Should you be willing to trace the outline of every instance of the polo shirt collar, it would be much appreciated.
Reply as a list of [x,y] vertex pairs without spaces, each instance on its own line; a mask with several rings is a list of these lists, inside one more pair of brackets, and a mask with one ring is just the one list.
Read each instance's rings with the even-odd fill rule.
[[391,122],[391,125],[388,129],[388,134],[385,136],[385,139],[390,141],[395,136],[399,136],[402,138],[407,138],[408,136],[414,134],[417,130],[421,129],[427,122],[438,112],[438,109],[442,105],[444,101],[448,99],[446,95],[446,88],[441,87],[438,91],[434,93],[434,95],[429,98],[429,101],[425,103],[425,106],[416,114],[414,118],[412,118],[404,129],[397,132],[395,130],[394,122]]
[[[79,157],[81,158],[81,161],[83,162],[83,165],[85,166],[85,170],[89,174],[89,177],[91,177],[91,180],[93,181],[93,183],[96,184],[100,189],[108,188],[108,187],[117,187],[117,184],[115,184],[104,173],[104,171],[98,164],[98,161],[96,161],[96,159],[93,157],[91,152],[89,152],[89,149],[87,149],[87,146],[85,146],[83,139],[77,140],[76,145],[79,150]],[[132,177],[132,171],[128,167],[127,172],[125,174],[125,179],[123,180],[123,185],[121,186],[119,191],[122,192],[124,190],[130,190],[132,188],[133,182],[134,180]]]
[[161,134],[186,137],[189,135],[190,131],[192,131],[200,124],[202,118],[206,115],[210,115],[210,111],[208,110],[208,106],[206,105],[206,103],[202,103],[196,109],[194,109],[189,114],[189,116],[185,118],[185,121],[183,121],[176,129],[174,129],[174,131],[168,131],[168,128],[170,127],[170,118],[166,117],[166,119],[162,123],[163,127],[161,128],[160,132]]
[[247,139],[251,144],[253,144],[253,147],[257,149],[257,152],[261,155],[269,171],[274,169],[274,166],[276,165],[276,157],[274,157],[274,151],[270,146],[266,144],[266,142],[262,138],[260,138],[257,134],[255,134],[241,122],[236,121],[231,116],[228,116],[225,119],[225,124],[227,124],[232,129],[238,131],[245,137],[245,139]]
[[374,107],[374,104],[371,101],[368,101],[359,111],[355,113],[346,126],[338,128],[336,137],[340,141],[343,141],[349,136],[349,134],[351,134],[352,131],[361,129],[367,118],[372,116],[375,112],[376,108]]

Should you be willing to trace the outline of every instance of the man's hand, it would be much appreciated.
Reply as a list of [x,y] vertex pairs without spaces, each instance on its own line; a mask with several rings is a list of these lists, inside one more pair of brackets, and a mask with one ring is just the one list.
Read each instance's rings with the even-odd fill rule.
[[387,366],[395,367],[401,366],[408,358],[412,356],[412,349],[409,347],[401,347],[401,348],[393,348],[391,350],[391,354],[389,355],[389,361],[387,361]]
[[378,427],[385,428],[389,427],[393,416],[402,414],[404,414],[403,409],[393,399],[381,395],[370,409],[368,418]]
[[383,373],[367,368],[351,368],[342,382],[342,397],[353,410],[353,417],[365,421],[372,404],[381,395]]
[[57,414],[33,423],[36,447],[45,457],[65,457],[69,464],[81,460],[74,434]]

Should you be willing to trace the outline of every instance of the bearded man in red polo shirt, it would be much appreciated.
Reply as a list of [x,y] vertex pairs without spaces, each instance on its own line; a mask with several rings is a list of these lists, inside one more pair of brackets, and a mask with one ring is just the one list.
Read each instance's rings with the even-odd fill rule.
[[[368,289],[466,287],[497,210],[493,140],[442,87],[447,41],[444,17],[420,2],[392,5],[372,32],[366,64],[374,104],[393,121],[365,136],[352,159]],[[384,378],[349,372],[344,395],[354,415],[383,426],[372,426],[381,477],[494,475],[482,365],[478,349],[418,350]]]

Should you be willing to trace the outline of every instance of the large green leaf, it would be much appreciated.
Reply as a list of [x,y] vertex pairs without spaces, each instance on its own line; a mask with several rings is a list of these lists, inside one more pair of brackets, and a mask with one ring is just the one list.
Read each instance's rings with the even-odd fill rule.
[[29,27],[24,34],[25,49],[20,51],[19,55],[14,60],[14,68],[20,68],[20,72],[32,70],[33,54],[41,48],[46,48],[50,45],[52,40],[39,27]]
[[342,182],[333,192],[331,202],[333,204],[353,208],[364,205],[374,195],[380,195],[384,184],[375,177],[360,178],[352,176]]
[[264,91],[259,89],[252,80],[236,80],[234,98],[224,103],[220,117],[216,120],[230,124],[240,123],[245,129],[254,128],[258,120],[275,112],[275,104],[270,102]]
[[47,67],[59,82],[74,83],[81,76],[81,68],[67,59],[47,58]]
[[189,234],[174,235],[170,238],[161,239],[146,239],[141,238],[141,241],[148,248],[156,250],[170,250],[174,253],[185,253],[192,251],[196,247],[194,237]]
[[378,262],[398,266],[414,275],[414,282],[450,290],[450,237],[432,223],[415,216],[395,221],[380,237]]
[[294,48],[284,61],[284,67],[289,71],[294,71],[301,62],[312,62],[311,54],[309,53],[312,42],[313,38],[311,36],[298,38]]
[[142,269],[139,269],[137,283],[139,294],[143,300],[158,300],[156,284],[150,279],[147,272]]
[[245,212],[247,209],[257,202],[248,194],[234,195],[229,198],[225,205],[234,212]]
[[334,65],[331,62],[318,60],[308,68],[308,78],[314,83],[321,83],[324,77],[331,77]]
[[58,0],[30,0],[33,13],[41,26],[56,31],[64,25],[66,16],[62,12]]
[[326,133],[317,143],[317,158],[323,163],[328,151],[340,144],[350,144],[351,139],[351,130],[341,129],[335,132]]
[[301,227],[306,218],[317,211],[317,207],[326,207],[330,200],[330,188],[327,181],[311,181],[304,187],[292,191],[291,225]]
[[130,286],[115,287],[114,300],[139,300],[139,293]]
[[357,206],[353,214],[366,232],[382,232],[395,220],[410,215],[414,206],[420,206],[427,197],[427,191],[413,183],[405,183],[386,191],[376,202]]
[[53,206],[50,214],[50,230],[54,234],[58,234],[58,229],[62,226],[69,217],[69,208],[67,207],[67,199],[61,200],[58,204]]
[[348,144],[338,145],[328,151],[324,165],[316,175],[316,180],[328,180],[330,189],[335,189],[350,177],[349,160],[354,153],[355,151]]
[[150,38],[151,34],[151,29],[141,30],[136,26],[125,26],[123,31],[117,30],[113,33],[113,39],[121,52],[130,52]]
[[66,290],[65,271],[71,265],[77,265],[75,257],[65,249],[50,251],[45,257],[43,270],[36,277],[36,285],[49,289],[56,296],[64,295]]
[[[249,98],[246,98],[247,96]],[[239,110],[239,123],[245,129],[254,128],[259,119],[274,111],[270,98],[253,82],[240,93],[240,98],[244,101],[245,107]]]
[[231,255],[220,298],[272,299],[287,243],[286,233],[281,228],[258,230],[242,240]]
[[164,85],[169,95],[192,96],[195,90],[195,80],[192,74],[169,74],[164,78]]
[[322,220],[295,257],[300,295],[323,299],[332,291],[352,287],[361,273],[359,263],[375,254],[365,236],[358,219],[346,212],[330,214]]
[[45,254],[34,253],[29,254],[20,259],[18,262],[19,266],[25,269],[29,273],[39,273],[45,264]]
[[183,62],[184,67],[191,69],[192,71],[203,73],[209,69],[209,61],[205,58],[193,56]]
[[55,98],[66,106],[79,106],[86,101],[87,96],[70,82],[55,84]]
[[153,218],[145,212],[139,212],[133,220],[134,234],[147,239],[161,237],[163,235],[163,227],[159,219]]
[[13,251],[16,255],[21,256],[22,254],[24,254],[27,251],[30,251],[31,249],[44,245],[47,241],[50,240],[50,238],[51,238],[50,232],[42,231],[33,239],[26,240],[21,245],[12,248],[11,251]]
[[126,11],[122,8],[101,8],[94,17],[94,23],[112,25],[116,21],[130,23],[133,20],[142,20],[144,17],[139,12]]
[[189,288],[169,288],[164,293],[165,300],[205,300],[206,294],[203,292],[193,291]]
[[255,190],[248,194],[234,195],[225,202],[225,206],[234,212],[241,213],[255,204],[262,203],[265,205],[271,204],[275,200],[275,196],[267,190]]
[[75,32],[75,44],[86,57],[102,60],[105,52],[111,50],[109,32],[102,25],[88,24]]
##########
### Exercise prompt:
Exactly how many lines in the records above hold the string "trace"? Reply with that number only.

### Expected output:
4